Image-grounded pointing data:
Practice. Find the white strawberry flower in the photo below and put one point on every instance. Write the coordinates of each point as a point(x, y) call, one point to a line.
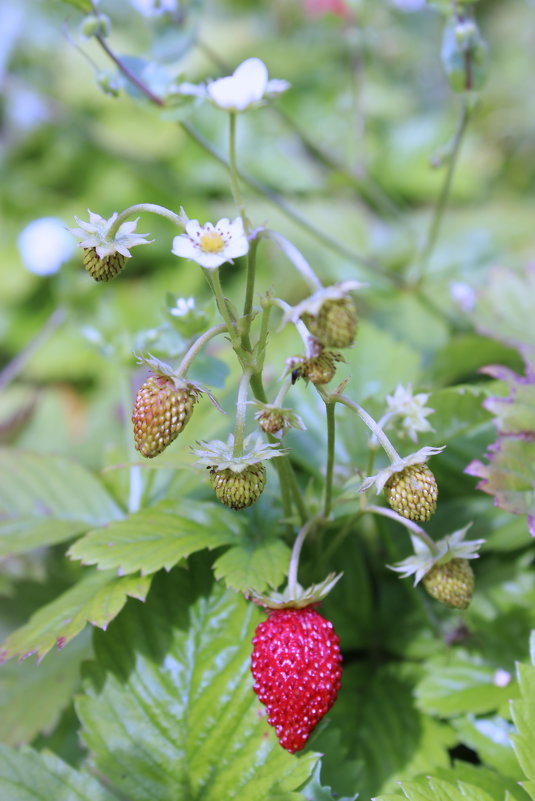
point(248, 86)
point(96, 234)
point(411, 409)
point(211, 245)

Work item: Copy each entry exactly as written. Pictures do not belong in the copy.

Reply:
Practice. Find the white strawberry flower in the photo below and put one point on every instance. Write the coordinates of each point as a point(x, y) call, one point to a line.
point(248, 86)
point(96, 234)
point(411, 409)
point(211, 245)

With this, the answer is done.